*Aim of the task:* Could the entries below be retyped exactly and in full?

━━━━━ Study material

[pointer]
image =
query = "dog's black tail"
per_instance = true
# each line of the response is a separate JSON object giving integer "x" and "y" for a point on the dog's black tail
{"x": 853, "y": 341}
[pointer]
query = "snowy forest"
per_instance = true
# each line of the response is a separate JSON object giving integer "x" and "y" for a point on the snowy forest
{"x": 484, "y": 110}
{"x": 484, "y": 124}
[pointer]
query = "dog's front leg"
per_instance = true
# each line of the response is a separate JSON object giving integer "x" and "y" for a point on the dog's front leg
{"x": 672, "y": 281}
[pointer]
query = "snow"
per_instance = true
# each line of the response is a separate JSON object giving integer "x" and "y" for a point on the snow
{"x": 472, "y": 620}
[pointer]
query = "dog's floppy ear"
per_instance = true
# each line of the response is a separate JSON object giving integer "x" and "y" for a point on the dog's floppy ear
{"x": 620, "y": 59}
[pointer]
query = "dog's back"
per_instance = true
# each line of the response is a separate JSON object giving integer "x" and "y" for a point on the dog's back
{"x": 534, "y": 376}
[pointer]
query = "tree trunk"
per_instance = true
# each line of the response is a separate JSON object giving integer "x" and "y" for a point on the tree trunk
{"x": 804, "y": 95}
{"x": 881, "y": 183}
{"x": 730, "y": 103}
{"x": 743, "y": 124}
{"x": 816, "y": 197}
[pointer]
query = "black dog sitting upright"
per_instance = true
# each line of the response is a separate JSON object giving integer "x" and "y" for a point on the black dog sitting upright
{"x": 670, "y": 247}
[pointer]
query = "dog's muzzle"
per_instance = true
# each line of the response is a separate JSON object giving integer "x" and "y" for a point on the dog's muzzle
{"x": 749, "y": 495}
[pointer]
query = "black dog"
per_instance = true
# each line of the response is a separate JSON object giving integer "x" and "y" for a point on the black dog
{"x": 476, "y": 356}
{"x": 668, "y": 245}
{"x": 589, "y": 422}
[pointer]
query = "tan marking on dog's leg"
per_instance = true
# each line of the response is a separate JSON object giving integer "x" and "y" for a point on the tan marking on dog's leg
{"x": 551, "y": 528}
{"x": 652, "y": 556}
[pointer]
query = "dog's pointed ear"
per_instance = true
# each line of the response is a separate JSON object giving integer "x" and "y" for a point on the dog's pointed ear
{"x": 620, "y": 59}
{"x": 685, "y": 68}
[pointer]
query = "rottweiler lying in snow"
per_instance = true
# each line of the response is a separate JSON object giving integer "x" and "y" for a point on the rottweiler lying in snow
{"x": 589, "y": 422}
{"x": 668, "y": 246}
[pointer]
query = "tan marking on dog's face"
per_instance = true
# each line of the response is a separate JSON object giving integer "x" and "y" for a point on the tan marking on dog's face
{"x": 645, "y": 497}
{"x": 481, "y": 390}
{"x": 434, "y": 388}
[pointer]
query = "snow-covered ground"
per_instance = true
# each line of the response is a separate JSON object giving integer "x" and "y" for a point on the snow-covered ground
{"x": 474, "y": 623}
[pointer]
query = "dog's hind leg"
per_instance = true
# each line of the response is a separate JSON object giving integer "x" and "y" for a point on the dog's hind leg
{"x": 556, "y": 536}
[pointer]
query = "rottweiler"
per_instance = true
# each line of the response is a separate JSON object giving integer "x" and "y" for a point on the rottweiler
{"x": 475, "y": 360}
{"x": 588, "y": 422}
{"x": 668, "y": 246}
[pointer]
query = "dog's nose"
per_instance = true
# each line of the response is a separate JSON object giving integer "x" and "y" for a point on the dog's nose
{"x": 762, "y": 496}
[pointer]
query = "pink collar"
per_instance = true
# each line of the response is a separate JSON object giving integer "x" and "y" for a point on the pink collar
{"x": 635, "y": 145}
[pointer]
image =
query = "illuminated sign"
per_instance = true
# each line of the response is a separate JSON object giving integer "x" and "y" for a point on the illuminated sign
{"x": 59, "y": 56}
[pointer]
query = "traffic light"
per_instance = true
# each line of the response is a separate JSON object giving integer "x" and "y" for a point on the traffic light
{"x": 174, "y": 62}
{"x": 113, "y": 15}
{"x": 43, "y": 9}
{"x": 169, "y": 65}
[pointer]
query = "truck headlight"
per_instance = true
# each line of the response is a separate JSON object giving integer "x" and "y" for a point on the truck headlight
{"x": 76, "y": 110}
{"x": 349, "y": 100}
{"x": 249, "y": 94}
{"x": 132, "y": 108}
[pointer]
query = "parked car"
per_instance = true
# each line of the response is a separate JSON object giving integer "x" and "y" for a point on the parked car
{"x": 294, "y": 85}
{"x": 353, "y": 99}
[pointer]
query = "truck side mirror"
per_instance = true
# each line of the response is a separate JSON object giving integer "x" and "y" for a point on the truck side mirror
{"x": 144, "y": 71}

━━━━━━━━━━

*Task output:*
[pointer]
image =
query = "dog's black tail"
per_instance = true
# each line of the response is a separate JSON object giving integer "x" and "y" for a point on the dog's black tail
{"x": 853, "y": 341}
[pointer]
query = "snowy forest"
per_instance = true
# each line of the response is a separate JSON object giving integer "x" and "y" for a point on the snowy forest
{"x": 484, "y": 110}
{"x": 484, "y": 124}
[pointer]
query = "dog's front leg"
per_instance = true
# each line of the response is a separate JSON object giving integer "x" and "y" for a point on the dog's front leg
{"x": 672, "y": 281}
[pointer]
query = "snow"
per_instance = true
# each line of the response is a separate JSON object giving integer "x" and "y" for a point on the snow
{"x": 472, "y": 620}
[pointer]
query = "dog's floppy ear"
per_instance = true
# each line of the response is a separate JSON object giving integer "x" and "y" for a point on the dog's floppy ear
{"x": 620, "y": 59}
[pointer]
query = "dog's back"
per_instance = true
# each line of the response is a separate JSON object giving integer "x" and "y" for a point on the dog's back
{"x": 534, "y": 376}
[pointer]
query = "tree trunk"
per_instance = true
# each line of the response is a separate JSON object giving integer "x" and "y" for a point on the tree trunk
{"x": 804, "y": 95}
{"x": 881, "y": 183}
{"x": 730, "y": 103}
{"x": 743, "y": 124}
{"x": 816, "y": 197}
[pointer]
query = "black dog sitting upright"
per_instance = true
# each line of the response is a separate JSON object giving integer "x" and "y" for a point on the black dog sitting upright
{"x": 670, "y": 247}
[pointer]
query = "dog's muzzle"
per_instance = true
# each line of the response is a separate JSON object giving integer "x" and "y" for a point on the dog's muzzle
{"x": 749, "y": 495}
[pointer]
query = "black dog"
per_instance = true
# each line of the response is a separate JSON object giving integer "x" and "y" for a point on the black dog
{"x": 476, "y": 356}
{"x": 668, "y": 245}
{"x": 589, "y": 422}
[pointer]
query = "tan marking on dog's leg"
per_instance = true
# each line of the response is a separate JSON object giving integer "x" and "y" for a point on the tan marking on dog's leg
{"x": 551, "y": 528}
{"x": 652, "y": 556}
[pointer]
query = "dog's pointed ear"
per_instance = true
# each line of the response is a separate JSON object giving integer "x" and "y" for a point on the dog's pointed ear
{"x": 620, "y": 59}
{"x": 685, "y": 68}
[pointer]
query = "rottweiler lying in snow"
per_instance = true
# each line of the response is a separate JSON object giving integer "x" and "y" for a point on the rottweiler lying in snow
{"x": 589, "y": 422}
{"x": 668, "y": 246}
[pointer]
query = "tan marking on dog's face"
per_instance = true
# each line of the response is a separate JSON object giving integer "x" and "y" for a point on the tan marking on dog's face
{"x": 645, "y": 497}
{"x": 481, "y": 390}
{"x": 434, "y": 388}
[pointer]
query = "snow-covered ground"
per_instance = true
# each line of the response is a separate JSON object giving integer "x" and "y" for a point on the snow-covered ground
{"x": 474, "y": 623}
[pointer]
query = "dog's hind leg"
per_instance = true
# each line of the response is a separate JSON object giving integer "x" and "y" for a point on the dog's hind leg
{"x": 556, "y": 536}
[pointer]
query = "rottweiler"
per_instance = true
# each line of the response is a separate JSON object giving integer "x" and "y" for a point on the rottweiler
{"x": 475, "y": 360}
{"x": 588, "y": 422}
{"x": 668, "y": 246}
[pointer]
query = "dog's nose"
per_instance = true
# each line of the response is a separate JSON object giving integer "x" and "y" for a point on the dog's nose
{"x": 762, "y": 496}
[pointer]
query = "pink collar"
per_instance = true
# each line of the response is a separate JSON object giving integer "x" and "y" for a point on the pink collar
{"x": 635, "y": 145}
[pointer]
image =
query = "illuminated sign"
per_instance = true
# each line of the response is a separate JSON object giving integer "x" and "y" for a point on the illuminated sign
{"x": 59, "y": 56}
[pointer]
query = "traffic light"
per_instance = true
# each line of the response is a separate JSON object giving integer "x" and "y" for a point on the traffic light
{"x": 174, "y": 62}
{"x": 113, "y": 15}
{"x": 43, "y": 9}
{"x": 169, "y": 65}
[pointer]
query = "truck headlight"
per_instance = true
# each line of the response is a separate JSON object giving integer "x" and "y" for a point on the truck headlight
{"x": 76, "y": 110}
{"x": 349, "y": 100}
{"x": 249, "y": 94}
{"x": 132, "y": 108}
[pointer]
query = "parked car"
per_instance = true
# each line of the response is a separate JSON object giving integer "x" and "y" for a point on the parked car
{"x": 294, "y": 85}
{"x": 353, "y": 99}
[pointer]
query = "truck side mirror"
per_instance = true
# each line of the response is a separate JSON object giving integer "x" and "y" for a point on the truck side mirror
{"x": 144, "y": 71}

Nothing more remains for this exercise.